— Document text —
Describe the 5th step of eukaryotic translation initiaiton

Answer 32

40s finds the first AUG, the 60s subunit binds, GTP hysrolysis and a conformational change occur as the final steps prior to 80S ribosome assembly. Initiation tRNA is in the P site of the ribosome.

Question 33

Describe the steps of elongation

Answer 33

Ribosome has 4 sites, A,P,E.

Initiation tRNA is in the P site, a tRNA enters the A site and base pairs with the mRNA codon. A peptide bond is formed between the amino acids in the A and P site by peptidyl trandferase in the large ribosomal subunit.

When the peptide bond is formed a conformtional change occurs that shifts the 2 tRNAs into the E and P sites. The next confomration change moves the mRNA 3 nucleotides so that the ribosome is reset and ready for the next tRNA.

The next tRNA moves to the A site and the tRNA in the E site exits.

Question 34

What is the role of elongation factors in polypetide elgonation

Answer 34

EF-Tu binds to a charged tRNA as it enters the ribsome. TP hydrolysis and exit of EF-Tu cause two short lags that provide an opportunity for an incorrectly paired tRNA to exit the ribosome prior to incorporation into the polypeptide chain (99.9% of accuracy of ribosome translation)

EFG•GTP binds near the A site and accelerates movement of the tRNAs to the P and E sites. GTP hydrolysis catalyzes the confomrational change needed to move tRNA and mRNA forward by one codon.

— Work instruction 1 —
List every ribosome or ribosomal subunit designation (a number followed by S) that appears in the translation notes.
— Work instruction 2 —
In the translation notes, swap "EF-Tu" for "eEF1A" and write out the part that opens with the words "Question 34" and closes with "by one codon.".
— Work instruction 3 —
Extend the notes on eukaryotic translation, continuing from the last sentence shown.
The records below come from a source unrelated to the translation notes.

— Records —

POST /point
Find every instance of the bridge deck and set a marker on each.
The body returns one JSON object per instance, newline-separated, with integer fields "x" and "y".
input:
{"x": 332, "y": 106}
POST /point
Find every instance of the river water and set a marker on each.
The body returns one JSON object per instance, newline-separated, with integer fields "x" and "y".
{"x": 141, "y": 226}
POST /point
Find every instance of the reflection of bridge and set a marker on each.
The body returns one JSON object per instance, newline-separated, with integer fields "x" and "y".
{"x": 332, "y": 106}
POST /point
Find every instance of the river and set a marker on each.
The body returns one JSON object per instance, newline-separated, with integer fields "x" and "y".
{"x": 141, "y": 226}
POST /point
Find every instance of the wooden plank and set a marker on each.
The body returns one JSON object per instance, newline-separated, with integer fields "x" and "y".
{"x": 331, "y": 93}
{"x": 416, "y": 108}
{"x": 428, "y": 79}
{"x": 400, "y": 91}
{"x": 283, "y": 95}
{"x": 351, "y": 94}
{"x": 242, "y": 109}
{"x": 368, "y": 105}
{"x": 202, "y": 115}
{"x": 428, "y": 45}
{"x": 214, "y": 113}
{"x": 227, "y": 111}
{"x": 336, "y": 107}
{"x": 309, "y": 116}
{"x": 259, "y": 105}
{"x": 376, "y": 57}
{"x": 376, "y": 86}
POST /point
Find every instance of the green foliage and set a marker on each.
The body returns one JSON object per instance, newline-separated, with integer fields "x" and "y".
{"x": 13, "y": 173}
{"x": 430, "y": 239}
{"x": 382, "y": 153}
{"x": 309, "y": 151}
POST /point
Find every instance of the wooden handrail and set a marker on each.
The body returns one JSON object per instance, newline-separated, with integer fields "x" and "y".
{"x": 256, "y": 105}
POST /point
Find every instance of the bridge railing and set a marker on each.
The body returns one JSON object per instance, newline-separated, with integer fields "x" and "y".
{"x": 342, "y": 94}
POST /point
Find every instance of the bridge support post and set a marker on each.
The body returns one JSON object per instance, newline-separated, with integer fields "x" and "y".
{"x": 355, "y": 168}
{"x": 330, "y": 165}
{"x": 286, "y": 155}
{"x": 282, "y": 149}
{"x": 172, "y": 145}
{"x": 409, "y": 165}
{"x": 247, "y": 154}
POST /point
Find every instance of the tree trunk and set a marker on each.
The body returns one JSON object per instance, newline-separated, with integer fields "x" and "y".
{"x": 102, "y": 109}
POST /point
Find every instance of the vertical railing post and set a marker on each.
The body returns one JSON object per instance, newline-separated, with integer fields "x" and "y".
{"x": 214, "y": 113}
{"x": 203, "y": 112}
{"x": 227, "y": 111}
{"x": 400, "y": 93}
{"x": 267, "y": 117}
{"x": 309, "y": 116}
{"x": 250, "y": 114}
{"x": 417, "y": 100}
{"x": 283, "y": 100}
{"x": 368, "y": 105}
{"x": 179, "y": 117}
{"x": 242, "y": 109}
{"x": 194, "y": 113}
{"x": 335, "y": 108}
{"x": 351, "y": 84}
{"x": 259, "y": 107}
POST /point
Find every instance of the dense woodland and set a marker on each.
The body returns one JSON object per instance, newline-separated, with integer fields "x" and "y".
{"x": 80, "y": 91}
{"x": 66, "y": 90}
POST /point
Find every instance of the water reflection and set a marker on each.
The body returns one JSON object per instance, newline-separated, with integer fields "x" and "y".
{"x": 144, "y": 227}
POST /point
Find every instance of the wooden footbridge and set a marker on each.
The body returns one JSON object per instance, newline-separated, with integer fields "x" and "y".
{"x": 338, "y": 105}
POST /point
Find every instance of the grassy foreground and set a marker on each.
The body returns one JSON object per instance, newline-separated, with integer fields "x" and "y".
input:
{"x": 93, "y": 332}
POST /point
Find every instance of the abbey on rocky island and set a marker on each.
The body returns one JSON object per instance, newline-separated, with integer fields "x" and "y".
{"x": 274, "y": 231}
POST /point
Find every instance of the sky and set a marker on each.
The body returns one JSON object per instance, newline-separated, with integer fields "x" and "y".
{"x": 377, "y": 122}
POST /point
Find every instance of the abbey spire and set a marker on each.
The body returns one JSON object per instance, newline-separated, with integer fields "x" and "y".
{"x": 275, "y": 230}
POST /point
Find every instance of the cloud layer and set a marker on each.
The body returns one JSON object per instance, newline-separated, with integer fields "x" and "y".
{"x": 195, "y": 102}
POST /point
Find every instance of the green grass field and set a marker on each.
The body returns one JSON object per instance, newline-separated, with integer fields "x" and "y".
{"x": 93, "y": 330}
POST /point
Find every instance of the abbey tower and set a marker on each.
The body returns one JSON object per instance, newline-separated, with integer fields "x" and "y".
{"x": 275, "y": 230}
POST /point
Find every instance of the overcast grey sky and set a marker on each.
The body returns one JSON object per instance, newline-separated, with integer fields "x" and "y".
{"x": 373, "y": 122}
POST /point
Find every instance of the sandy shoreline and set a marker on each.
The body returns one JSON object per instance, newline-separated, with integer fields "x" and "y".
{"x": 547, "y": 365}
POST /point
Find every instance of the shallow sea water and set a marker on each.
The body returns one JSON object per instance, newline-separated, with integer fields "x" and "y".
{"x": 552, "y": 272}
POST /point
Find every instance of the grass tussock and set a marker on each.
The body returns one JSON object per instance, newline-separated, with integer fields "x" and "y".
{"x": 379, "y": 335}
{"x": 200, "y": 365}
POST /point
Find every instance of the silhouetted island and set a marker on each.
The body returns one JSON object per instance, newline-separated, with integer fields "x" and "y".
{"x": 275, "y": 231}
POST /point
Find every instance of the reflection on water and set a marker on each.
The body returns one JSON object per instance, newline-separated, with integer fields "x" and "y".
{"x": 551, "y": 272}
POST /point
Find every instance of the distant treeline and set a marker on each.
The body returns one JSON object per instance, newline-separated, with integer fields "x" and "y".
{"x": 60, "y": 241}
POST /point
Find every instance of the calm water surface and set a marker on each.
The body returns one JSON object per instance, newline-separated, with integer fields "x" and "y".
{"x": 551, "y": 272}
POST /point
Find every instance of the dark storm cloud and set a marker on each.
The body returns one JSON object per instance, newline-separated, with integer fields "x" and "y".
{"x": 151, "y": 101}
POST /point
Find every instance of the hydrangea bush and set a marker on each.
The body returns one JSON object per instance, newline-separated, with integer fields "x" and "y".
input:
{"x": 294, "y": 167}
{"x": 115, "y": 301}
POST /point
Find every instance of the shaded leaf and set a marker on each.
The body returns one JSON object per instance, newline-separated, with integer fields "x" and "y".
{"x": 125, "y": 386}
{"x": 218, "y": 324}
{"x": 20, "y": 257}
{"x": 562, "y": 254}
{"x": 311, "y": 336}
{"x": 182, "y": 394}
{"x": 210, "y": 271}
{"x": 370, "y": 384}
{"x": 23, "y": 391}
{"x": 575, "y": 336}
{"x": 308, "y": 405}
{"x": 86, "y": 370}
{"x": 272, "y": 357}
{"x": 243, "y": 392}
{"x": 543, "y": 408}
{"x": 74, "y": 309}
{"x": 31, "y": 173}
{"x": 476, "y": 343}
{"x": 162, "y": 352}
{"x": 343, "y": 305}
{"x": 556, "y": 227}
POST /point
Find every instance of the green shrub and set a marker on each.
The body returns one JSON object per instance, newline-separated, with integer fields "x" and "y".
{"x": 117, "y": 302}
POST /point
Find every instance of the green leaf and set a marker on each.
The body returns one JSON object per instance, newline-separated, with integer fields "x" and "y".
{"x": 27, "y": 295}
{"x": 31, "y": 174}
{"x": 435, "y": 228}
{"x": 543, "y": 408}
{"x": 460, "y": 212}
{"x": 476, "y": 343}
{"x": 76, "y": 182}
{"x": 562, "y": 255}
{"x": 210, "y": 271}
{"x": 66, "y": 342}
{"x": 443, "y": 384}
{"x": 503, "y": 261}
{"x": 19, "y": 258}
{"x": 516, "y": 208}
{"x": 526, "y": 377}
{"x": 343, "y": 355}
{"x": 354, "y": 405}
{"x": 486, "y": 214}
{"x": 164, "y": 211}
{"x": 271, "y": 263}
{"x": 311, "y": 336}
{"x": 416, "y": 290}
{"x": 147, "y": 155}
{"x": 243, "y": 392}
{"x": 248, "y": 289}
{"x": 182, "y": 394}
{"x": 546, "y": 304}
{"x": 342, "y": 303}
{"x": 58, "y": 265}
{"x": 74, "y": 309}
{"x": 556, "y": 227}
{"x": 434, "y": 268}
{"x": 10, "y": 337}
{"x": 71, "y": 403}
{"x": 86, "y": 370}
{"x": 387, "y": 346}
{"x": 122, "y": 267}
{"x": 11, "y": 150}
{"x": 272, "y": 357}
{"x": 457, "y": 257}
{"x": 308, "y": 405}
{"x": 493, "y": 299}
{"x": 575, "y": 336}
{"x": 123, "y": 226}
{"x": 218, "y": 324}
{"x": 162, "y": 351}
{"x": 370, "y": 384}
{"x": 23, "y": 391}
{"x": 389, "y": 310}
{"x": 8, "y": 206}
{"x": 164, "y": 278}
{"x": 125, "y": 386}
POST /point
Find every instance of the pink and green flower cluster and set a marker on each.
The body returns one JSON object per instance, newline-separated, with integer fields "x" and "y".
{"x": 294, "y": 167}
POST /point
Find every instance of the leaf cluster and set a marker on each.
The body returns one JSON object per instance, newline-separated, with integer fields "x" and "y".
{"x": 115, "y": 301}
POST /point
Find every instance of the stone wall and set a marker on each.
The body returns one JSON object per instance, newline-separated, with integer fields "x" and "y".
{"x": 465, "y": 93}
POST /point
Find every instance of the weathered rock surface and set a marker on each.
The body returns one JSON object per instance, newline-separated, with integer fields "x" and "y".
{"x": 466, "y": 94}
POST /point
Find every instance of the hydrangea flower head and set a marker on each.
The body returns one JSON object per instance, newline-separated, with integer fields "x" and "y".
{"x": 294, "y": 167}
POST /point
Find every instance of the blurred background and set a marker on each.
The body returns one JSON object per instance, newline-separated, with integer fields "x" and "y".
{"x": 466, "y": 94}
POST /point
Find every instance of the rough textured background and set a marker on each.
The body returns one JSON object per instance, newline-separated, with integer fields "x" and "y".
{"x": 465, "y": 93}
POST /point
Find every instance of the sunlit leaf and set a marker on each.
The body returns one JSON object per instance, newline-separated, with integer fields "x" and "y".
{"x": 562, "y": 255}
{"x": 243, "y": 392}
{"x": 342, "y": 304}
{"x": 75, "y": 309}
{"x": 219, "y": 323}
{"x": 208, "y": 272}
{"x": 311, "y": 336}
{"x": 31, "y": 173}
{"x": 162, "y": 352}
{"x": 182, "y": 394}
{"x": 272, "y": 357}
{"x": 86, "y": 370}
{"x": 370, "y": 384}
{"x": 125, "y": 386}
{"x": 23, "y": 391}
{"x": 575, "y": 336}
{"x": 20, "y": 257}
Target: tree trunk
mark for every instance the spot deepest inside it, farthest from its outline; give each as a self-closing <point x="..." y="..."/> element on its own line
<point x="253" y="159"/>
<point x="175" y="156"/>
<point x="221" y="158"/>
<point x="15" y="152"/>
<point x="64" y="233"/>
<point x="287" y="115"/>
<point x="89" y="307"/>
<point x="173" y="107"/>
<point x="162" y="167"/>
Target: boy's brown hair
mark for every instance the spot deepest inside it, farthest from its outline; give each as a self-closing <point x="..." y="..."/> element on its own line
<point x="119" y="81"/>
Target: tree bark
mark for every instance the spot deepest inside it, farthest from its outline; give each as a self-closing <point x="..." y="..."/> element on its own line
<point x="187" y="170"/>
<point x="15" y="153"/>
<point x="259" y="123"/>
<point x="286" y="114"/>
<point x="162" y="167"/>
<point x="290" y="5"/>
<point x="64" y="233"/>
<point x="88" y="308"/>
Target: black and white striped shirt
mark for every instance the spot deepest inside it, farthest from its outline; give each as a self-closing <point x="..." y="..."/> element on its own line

— Task result 1 —
40s, 60s, 80S

— Task result 2 —
Question 34

What is the role of elongation factors in polypetide elgonation

Answer 34

eEF1A binds to a charged tRNA as it enters the ribsome. TP hydrolysis and exit of eEF1A cause two short lags that provide an opportunity for an incorrectly paired tRNA to exit the ribosome prior to incorporation into the polypeptide chain (99.9% of accuracy of ribosome translation)

EFG•GTP binds near the A site and accelerates movement of the tRNAs to the P and E sites. GTP hydrolysis catalyzes the confomrational change needed to move tRNA and mRNA forward by one codon.

— Task result 3 —
Question 35

Termination of translation

Answer 35

Binding of a release factor to the A site that has a stop codon forces peptidyl transferase off of the ribosome catalyzing the addition of a water molecule instead of an amino acid. This frees the carboxy terminus from the tRNA. The completed polypeptide is released and in a series of reactions that require additional proteins and GTP hydrolysis, the ribosome dissassociates into 2 seperate subunits.

Question 36

Differences in transcription and translation between prokaryotes and eukaryotes

Answer 36

Prokaryotes- mRNA is not processed with a 5’cap and poly A tail. Trancription and translation can occur simultaneously (no seperation), Polycistronic mRNA, ribosome is 50S and 30S. multiple ribosome binding sites at the SD sequence. Multiple SD sequences in the RNA each leading to a different protein.

Eukaryotes- mRNA is capped and poly adenylated, transcription occurs in the nucleus and translation in the cytoplasm, moncystronic mRNA, Ribosome is 60S and 40S. protein synthesis begins at a start codon near 5’ end of mRNA.

Question 37

Similarities between transcription and translation in eukaryotes and prokaryotes.

Answer 37

both mRNAs are synthesized with a triphosphte group at the 5’ end

Same DNA bases used, ribosomes have nearly the same strucutre and function.

Question 38

Give an example of molecular mimicry

Answer 38

puromycin mimics tRNA. There is no high energy ester linkage to add an amino acid with so causes the release of nascent polypeptide chains by its addition to the growing end. (bacteria and eukaryotes) This terminates translation.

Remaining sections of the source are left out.